■ Directions for this task: Reproduce the records below verbatim, omitting the pictures.
─── Exercise input
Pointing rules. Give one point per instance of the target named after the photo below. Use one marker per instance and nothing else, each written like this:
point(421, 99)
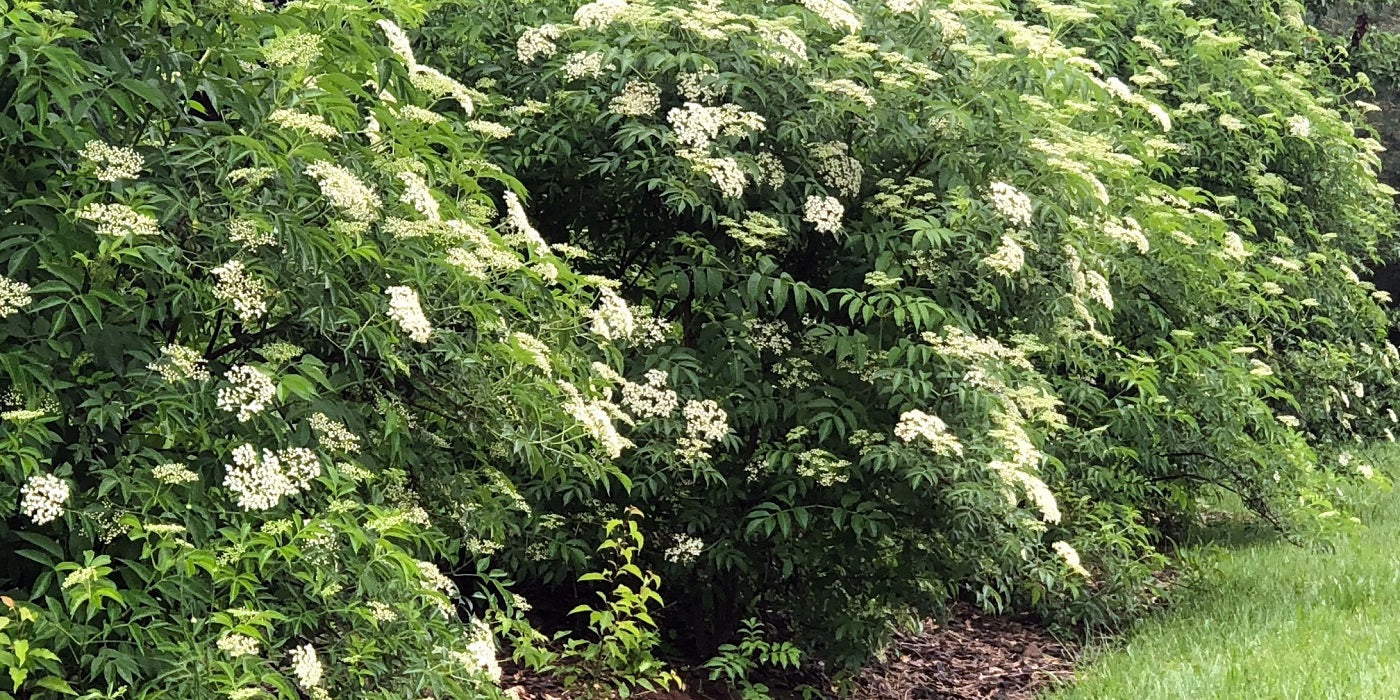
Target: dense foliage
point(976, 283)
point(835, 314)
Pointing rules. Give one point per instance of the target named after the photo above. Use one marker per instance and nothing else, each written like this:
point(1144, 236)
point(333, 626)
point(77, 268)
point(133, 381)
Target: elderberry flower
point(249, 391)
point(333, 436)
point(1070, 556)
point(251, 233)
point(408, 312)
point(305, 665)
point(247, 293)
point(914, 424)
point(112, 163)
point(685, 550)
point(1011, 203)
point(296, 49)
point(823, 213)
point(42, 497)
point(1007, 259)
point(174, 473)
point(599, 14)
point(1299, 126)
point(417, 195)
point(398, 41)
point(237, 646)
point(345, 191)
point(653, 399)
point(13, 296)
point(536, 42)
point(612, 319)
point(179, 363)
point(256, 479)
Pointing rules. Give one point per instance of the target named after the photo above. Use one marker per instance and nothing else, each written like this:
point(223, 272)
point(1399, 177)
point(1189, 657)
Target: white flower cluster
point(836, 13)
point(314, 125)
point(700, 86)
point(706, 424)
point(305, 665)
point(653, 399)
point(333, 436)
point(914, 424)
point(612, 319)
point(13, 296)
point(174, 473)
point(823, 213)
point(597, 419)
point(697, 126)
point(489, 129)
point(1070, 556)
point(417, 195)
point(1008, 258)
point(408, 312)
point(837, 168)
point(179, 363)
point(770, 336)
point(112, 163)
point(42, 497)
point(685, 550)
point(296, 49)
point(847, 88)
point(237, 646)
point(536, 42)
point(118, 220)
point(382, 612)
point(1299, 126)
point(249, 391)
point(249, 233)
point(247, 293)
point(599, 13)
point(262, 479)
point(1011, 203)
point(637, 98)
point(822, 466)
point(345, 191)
──────
■ Solved exercise:
Pointing rules. Give one point per instance of the target named after the photo below. Use one marker per instance and nothing else, each written like this:
point(421, 99)
Target: dense foliage
point(976, 283)
point(835, 314)
Pointing rules. Give one point per instance of the target named after the photo above. Use one marker per instance and nothing else, each written like this:
point(1144, 236)
point(333, 626)
point(77, 268)
point(133, 381)
Target: elderberry flower
point(249, 391)
point(333, 436)
point(1070, 556)
point(251, 233)
point(408, 312)
point(305, 665)
point(247, 293)
point(914, 424)
point(112, 163)
point(685, 550)
point(1011, 203)
point(296, 49)
point(823, 213)
point(42, 497)
point(1007, 259)
point(174, 473)
point(599, 14)
point(1299, 126)
point(417, 195)
point(398, 41)
point(237, 646)
point(345, 191)
point(653, 399)
point(13, 296)
point(536, 42)
point(612, 319)
point(179, 363)
point(256, 479)
Pointing rules. Give one point per instance of the target named after the photo above. Use one marker per instance and nothing else, each written like this:
point(223, 272)
point(1399, 177)
point(1189, 657)
Target: white flower cluster
point(836, 13)
point(314, 125)
point(700, 86)
point(706, 424)
point(305, 665)
point(653, 399)
point(333, 436)
point(914, 424)
point(612, 319)
point(13, 296)
point(174, 473)
point(823, 213)
point(597, 419)
point(697, 126)
point(489, 129)
point(1070, 556)
point(417, 195)
point(1008, 258)
point(408, 312)
point(837, 168)
point(179, 363)
point(770, 336)
point(112, 163)
point(42, 497)
point(685, 550)
point(296, 49)
point(847, 88)
point(237, 646)
point(536, 42)
point(118, 220)
point(382, 612)
point(1299, 126)
point(249, 391)
point(249, 233)
point(247, 293)
point(599, 13)
point(262, 479)
point(1011, 203)
point(637, 98)
point(822, 466)
point(345, 191)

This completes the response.